> [MATERIAL SUPPLIED]:

··········

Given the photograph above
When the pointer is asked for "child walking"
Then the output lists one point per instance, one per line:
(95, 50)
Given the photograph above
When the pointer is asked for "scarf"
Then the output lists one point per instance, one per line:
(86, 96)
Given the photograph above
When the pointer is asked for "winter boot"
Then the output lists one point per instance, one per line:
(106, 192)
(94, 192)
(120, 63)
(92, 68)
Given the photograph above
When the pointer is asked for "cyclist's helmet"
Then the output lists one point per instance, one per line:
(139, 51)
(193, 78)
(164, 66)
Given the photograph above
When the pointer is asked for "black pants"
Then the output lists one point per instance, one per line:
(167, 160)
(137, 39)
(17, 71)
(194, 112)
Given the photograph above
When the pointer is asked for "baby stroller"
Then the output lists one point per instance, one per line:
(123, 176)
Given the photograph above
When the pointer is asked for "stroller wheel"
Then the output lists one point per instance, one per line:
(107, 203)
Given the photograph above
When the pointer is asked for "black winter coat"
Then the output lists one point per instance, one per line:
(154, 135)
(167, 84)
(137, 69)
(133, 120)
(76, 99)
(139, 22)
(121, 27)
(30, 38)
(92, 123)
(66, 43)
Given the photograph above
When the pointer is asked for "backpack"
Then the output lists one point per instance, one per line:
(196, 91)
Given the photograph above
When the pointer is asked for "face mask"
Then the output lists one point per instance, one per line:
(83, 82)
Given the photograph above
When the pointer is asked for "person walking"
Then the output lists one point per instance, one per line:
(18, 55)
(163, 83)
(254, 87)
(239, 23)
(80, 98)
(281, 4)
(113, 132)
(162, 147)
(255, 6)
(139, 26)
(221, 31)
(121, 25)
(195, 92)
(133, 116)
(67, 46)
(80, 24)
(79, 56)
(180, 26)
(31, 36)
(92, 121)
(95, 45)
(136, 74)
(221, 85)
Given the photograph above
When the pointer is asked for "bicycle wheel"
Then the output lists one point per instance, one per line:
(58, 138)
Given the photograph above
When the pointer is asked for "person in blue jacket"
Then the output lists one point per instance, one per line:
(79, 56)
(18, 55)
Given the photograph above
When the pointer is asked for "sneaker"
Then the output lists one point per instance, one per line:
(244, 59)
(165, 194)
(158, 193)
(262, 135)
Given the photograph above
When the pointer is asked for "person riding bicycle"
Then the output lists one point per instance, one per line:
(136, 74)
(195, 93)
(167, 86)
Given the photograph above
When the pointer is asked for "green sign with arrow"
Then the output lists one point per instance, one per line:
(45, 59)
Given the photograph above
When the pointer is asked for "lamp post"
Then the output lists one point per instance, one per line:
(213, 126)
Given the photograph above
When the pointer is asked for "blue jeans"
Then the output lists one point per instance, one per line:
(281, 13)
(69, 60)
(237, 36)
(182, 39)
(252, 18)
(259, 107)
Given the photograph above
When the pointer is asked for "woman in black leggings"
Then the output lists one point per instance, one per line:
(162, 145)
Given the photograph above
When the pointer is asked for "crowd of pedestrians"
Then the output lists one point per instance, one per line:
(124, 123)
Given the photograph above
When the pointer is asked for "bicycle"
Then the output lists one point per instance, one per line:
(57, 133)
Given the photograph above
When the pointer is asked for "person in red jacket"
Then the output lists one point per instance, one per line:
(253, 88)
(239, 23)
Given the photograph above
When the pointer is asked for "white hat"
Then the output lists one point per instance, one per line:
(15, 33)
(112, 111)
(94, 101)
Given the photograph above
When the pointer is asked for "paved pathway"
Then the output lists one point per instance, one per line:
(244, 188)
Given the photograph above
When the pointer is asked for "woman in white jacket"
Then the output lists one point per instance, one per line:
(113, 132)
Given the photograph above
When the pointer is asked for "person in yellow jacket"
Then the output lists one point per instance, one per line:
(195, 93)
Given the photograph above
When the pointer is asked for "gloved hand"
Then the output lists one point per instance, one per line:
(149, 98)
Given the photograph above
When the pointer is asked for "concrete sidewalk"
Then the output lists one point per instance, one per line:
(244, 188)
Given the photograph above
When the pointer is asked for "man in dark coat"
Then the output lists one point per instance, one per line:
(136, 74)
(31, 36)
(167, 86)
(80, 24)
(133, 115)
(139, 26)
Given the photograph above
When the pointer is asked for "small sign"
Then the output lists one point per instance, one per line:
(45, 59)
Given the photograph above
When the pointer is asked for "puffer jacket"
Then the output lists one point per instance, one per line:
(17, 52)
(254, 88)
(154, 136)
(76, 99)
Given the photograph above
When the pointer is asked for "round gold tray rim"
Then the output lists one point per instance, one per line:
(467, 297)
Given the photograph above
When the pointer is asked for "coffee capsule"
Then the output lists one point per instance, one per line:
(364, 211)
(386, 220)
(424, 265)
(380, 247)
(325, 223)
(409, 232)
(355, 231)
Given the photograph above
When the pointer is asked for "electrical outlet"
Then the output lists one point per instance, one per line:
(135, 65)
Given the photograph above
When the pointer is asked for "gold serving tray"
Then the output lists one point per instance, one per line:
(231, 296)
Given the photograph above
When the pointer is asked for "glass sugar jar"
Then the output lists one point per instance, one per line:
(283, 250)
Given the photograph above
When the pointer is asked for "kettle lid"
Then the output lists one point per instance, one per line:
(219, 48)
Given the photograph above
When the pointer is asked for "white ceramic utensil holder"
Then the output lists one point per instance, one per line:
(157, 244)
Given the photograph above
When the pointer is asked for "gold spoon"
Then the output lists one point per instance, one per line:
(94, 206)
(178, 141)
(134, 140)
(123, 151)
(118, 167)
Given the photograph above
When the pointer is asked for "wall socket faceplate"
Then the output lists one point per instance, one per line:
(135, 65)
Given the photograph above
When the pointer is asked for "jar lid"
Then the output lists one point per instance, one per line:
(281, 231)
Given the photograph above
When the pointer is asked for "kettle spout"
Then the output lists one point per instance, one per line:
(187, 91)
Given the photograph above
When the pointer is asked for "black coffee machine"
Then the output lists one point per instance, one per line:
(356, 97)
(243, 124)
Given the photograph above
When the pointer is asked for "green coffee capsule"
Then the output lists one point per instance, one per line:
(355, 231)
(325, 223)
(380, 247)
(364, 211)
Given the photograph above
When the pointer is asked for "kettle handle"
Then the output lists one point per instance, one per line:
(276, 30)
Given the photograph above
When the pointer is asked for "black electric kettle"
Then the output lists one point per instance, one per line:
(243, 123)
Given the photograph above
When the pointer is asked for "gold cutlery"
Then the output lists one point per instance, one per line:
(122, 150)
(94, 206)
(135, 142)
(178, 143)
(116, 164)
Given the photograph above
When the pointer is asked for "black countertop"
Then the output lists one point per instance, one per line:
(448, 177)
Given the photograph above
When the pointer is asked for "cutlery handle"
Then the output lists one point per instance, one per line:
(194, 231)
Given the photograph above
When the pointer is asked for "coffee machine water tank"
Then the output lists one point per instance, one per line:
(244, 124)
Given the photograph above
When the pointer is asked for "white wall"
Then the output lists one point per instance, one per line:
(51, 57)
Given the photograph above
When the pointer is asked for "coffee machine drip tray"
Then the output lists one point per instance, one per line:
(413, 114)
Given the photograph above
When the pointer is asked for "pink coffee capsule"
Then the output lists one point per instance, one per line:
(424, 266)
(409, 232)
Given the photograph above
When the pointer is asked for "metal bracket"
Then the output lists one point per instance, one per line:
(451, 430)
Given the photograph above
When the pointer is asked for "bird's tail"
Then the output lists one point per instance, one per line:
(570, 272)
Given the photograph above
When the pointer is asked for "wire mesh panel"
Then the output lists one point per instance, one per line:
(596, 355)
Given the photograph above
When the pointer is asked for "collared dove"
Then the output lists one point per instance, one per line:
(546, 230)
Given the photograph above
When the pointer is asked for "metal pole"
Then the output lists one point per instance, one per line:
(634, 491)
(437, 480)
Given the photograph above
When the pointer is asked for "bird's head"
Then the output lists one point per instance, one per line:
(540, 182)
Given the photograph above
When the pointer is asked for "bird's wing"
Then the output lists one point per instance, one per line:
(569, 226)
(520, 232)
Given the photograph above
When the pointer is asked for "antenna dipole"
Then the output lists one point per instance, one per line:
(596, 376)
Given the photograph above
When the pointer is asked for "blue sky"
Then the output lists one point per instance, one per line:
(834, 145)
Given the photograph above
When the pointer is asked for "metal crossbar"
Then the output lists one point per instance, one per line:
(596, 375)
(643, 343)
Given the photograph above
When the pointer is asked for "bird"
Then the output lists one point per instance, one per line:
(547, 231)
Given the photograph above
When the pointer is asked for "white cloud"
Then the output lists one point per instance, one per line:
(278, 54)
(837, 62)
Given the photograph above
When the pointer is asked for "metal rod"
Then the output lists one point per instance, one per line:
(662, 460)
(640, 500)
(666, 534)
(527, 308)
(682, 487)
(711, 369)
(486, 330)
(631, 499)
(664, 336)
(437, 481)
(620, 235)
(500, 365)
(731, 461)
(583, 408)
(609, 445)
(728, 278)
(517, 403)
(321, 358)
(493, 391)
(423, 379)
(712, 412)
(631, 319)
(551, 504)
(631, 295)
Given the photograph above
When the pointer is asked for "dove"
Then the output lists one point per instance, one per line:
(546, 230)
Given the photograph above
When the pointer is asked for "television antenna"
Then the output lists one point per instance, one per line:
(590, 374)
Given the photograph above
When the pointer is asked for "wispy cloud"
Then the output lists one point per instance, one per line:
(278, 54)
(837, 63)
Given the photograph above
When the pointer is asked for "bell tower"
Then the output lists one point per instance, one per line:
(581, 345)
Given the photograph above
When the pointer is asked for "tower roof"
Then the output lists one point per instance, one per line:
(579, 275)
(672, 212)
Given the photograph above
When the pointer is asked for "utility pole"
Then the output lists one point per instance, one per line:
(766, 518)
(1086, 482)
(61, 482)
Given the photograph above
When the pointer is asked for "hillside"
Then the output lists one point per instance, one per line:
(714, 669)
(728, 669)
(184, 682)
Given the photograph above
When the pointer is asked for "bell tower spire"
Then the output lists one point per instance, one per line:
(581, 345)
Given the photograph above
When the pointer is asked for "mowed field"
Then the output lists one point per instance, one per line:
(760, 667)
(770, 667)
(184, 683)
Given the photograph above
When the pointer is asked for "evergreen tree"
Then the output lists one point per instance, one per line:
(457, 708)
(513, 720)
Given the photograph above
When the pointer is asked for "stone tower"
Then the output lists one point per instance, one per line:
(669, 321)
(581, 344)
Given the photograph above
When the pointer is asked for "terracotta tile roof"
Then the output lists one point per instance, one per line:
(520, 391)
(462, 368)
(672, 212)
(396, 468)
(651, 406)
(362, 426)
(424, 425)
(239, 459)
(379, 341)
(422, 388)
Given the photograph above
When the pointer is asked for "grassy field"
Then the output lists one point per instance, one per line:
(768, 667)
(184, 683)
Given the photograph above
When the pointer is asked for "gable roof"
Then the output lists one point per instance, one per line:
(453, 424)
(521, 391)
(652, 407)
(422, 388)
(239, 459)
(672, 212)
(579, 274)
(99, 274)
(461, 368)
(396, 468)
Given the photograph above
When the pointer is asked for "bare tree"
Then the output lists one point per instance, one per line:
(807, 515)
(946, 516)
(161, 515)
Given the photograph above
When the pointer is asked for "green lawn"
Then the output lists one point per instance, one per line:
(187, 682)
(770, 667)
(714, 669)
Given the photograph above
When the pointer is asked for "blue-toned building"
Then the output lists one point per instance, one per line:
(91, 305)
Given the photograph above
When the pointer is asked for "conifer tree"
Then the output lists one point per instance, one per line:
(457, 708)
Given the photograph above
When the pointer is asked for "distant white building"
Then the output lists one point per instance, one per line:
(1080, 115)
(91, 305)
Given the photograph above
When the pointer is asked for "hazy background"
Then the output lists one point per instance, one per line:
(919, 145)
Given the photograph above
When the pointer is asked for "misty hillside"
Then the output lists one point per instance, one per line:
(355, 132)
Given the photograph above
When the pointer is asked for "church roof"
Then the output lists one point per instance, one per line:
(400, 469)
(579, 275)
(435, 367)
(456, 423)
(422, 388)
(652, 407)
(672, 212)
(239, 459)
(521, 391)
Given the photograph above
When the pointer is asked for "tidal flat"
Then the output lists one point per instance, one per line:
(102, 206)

··········

> [WHAT THE TASK ASKS]:
Please state how many lines of the records contain the string "antenna", counting only matches with the same case, and give only the number.

> [RIGHT ANSWER]:
2